=== ЗАДАНИЕ 1 ===
Кто, согласно разбору стихотворения Хармса, писал о смехе как о превращении напряжённого ожидания в ничто?
=== ЗАДАНИЕ 2 ===
Продолжите разбор стихотворения Хармса, начав сразу после его последнего предложения.

А впрочем, не рук пятнадцать штук, / пятнадцать штук, /пятнадцать штук.Хэу-ля-ля, / дрюм-дрюм-ту-ту! / Пятнадцать штук, да не рук.
Сама установка высказывания («Человек устроен из …») носит научно-рациональный, объективирующий характер, так как исходит из того, что человек вообще (в абстрактном, собирательном значении) – устройство. Такой сам по себе серьёзный подступ обещает некую классификацию. Так как далее эта установка постоянно в тексте опрокидывается, то речь должна идти об общем художественном механизме стихотворения как комическом. Ведь ещё Кант писал о смехе как о превращении напряжённого ожидания в ничто. Такая весёлая игра с читательскими ожиданиями и происходит в данном тексте (как и вообще зачастую у Хармса). Первая строфа стихотворения лишь обещает назвать части человека, однако в самом их заявленном количестве уже содержится странность – логическая произвольность числа. При этом сам текст «устроен» именно «из трёх частей» (строф). Далее к этому добавляется «асимметричность» чисел в упоминании человеческих органов: глаз один, а не два, а рук – кроме того, что много, – ещё и нечётное количество. Борода не родовой (общечеловеческий) признак, а лишь мужской (и то не обязательный). Ребро одно, что, наряду с количеством рук, продолжает ряд асимметричных неожиданностей анатомии. Но как только читатель привык к странному существу с пятнадцатью руками – оказывается, что это вовсе не руки. Образ человека, взятый как узнаваемый и измеримый, редуцируется до игры чистых чисел.

(Записи данных)
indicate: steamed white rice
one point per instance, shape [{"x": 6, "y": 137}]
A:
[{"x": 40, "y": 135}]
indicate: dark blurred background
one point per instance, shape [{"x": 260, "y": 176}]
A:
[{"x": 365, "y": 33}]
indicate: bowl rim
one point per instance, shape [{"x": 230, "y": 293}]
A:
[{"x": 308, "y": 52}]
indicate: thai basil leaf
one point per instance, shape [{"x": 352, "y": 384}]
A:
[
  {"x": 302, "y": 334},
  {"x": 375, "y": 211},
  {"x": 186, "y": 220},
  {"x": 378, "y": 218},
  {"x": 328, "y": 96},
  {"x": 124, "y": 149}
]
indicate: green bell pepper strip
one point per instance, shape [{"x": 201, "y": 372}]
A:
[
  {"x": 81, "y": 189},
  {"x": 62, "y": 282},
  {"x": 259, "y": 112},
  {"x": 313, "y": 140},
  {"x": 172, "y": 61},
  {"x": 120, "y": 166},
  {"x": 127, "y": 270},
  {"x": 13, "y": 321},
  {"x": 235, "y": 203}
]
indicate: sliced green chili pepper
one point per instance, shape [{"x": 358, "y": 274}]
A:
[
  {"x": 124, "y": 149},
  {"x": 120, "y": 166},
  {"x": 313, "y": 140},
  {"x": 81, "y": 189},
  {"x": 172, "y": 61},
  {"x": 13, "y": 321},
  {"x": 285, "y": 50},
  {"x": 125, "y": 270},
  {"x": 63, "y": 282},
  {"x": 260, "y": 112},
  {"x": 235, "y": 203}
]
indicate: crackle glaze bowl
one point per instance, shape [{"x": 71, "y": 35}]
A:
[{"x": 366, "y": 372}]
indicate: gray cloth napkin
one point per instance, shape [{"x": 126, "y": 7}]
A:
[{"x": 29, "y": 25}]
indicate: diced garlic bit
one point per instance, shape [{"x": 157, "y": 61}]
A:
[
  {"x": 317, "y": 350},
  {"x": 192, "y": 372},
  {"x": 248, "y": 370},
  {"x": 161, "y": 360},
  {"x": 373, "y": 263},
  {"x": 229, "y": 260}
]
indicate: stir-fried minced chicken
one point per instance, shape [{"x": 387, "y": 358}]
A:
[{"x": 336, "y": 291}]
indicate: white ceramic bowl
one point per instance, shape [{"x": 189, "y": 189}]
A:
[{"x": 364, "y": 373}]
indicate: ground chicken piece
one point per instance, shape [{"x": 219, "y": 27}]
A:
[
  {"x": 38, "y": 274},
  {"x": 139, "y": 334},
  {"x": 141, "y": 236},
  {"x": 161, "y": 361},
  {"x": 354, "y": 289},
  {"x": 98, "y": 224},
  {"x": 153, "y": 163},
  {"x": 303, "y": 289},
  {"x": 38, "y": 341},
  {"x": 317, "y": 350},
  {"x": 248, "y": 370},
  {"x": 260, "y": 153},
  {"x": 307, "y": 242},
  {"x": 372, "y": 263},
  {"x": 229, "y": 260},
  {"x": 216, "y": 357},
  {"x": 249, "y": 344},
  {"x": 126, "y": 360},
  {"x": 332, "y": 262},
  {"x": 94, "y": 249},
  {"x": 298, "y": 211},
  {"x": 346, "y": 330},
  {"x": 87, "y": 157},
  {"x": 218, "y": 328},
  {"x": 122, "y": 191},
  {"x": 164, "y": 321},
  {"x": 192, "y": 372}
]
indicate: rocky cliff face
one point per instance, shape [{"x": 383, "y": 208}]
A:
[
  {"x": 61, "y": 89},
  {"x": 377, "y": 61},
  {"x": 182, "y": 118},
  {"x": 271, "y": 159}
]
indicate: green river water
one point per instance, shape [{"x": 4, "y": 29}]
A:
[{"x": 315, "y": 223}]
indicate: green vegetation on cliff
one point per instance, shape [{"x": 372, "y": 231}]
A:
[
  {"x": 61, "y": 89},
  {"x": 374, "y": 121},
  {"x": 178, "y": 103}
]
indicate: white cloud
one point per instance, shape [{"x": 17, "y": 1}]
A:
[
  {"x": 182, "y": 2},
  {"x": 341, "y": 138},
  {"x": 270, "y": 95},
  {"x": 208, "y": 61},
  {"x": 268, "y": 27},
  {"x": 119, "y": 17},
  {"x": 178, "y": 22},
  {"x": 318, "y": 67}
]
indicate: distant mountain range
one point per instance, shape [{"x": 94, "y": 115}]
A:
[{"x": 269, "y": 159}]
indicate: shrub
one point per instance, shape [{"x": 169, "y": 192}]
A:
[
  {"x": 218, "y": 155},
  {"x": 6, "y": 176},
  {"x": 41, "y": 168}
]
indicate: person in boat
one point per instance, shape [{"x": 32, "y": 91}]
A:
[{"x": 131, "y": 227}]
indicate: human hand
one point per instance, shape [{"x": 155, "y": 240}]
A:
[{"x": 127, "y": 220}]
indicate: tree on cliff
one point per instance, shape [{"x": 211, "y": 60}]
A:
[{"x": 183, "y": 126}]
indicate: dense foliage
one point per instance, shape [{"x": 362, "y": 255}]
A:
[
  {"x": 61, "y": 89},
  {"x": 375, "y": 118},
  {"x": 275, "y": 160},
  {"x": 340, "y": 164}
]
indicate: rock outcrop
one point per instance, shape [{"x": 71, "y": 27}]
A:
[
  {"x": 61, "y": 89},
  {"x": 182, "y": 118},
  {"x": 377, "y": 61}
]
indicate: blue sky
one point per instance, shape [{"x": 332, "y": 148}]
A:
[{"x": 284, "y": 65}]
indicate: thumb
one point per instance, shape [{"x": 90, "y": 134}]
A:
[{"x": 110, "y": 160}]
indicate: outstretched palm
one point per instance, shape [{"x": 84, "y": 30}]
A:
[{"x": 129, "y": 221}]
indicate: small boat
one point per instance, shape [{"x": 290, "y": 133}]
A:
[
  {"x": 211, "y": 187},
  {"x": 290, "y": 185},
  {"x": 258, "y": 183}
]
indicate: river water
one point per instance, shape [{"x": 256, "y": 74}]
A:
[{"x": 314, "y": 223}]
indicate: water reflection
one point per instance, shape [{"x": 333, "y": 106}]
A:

=== ОТВЕТ 1 ===
Кант.

=== ОТВЕТ 2 ===
Припев похож на детскую считалку, и этот контраст взрослого (мнимо серьёзного) и детского (игрового) имеет важнейшее значение. В припеве можно как раз выделить три части (1 – хэу-ля-ля; 2 – дрюм-дрюм-ту-ту; 3 – вариативный завершающий каждую строфу стих). Те три части человека, которые были обещаны в начале, являются в игровом облике. Припев – чистая игра – противостоит серьёзным попыткам анатомии и логики, так, что последние опрокидываются, а игровой ритм как жонглирование серьёзностями проходит через всё стихотворение и обеспечивает его чисто игровое – комическое – единство. Весёлый характер этой взрывающей саму себя таксономии проистекает именно из радостного ощущения необъективируемости, неисчисляемости человека. Игровая интонация слова выражает весёлое состояние творческого хаоса непредсказуемости и сплошной неготовости, «неустроенности» бытия.
Странности, без умения замечать которые не состоится понимание, не являются синонимом всего непонятного. Когда мы признаём что-либо в художественном произведении непонятным, то под «понятностью» можем подразумевать разное.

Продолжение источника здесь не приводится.